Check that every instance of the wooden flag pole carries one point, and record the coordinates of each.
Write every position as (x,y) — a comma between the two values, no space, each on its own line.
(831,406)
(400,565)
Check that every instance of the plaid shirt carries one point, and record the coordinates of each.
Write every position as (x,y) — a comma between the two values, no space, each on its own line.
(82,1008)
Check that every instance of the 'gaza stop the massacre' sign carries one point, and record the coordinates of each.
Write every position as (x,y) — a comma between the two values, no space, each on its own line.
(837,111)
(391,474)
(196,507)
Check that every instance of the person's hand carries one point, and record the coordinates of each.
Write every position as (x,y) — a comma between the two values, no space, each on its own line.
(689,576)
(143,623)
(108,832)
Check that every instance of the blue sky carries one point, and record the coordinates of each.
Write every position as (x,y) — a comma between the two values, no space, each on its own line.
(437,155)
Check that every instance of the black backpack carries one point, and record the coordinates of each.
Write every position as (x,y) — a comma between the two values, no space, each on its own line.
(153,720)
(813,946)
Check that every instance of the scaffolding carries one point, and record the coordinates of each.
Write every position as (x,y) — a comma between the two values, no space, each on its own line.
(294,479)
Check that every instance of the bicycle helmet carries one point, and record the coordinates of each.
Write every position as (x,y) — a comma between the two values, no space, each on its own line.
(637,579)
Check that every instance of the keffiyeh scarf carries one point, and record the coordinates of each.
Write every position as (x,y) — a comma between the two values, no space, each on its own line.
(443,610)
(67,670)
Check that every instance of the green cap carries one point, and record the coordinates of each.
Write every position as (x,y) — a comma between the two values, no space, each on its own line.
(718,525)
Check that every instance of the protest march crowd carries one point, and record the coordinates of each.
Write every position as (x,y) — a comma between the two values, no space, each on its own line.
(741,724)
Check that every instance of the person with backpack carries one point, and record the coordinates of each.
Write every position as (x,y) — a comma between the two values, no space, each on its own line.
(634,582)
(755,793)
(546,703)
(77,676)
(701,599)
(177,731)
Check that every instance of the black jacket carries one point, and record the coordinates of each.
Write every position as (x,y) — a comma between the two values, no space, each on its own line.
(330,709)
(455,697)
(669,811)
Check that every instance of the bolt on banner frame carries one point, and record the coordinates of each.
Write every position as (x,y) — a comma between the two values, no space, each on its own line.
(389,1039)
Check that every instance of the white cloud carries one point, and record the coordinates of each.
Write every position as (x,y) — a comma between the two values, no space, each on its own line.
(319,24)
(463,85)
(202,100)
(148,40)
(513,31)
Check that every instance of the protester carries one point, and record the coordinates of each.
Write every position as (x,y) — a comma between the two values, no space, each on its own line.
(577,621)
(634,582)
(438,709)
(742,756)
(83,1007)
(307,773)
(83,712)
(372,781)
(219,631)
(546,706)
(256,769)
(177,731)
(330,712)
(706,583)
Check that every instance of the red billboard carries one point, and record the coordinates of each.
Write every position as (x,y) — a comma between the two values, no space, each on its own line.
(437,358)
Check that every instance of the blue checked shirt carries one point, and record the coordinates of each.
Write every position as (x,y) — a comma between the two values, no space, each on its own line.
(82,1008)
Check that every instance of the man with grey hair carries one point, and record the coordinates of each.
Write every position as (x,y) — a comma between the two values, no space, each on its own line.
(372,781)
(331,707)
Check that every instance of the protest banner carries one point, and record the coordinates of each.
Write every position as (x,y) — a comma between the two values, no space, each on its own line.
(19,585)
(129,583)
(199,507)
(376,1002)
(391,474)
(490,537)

Directive: Reproduce every entry above word for word, keeping each character and line break unchanged.

Exercise answer:
Check that every instance of the wooden flag pole carries one point, and record the coordinates of each.
Write every position as (x,y) — a comma between the two values, no space, each on its own line.
(831,406)
(400,565)
Check that every instance of the plaid shirt carries one point, and record the coordinates of each.
Write every position as (x,y) — a comma between the two values, no space, each on its own line.
(82,1008)
Check that every instance of the 'gaza stop the massacre' sign carries one point, and record the coordinates of each.
Write every position as (x,y) — a comma between the two values, no space, each on its own line.
(837,111)
(391,474)
(196,507)
Check that every instance of the person's hand carries one point, and record the coordinates of each.
Write every position as (x,y) — a comma between the two values, no space, each on its own line.
(689,576)
(143,623)
(108,832)
Check that every instance of the blue sky carries one point, and record the coordinates of each.
Write every position as (x,y) — a comma between the two values, no space, each on its own line.
(437,155)
Check that every instance of the black backpack carries one point, and record the coordinates of each.
Write every position as (x,y) — a comma between the two values, no space, each on its own line.
(153,720)
(813,946)
Check that every instance of the scaffolding carries one point, and record the coordinates of each.
Write every position as (x,y) — a comma between the two values, no space, each on its own line.
(294,479)
Check that every instance of the bicycle helmet carries one point, and record the coordinates of each.
Write every position as (x,y) — a comma between the two values, no space, each on its own line.
(637,579)
Check that every instance of the keffiyeh scarf carries one point, and record the coordinates of each.
Write every position as (x,y) — a comma between the two values, no space, each on its own line.
(443,610)
(67,670)
Check that every instance of the green cap carries one point, and record the coordinates of each.
Write every position as (x,y) — a comma between the two values, no space, each on its own line.
(718,525)
Check that every instance of the protest march crowd carries one point, and record the coordinates of each.
Write every position as (x,y) — a comma between the two values, no space, each on its own line.
(741,724)
Check that every instance of the person with backpack carries one point, and record the coordinates of each.
Write every position as (x,y) — a comma between the two values, no space, each on its own line.
(634,582)
(755,793)
(546,703)
(77,676)
(701,599)
(177,731)
Check that every instance of the black jacket carries one point, and record the coordinates of each.
Write every position as (x,y) — a comma between the two values, no space, each on its own line.
(330,709)
(455,697)
(669,811)
Check that every instance of the bolt on banner frame carries one point, and record the coordinates of each.
Write every position as (x,y) — a comma between the two values, no space, each on its own line.
(389,1039)
Check that every instance of the white cloud carries one point, and record the coordinates of each.
Write every position as (x,y) — a comma between the two values, no space, each on its own line.
(319,24)
(463,85)
(202,100)
(148,40)
(513,31)
Check that every instance of the protester carries one point, and record the coordinates of each.
Write every position as (x,y) — a comma between the two values, no space, each on its own line.
(577,621)
(634,582)
(438,709)
(742,756)
(83,1007)
(307,773)
(83,712)
(372,781)
(219,631)
(546,706)
(256,769)
(177,731)
(330,712)
(706,583)
Check that every instance of the red billboard carries one point, and record the coordinates of each.
Write every position as (x,y) — a comma between the two values, no space, each on its own line.
(437,358)
Check that every instance of the blue checked shirt carries one point, and record the coordinates of each.
Write every position as (x,y) — a comma between the two values, no space, each on its own line.
(82,1008)
Check that every instance of the man with grey hair carries one point, and record the coordinates of each.
Write every position as (x,y) — a comma between the two values, no space, each on its own line.
(372,781)
(331,707)
Check that every instance of the protest banner carries one point, and record the coordinates of each.
Write every position as (x,y) — a comma between the two values, no space, each on its own line.
(19,585)
(129,583)
(199,507)
(376,1002)
(391,474)
(490,537)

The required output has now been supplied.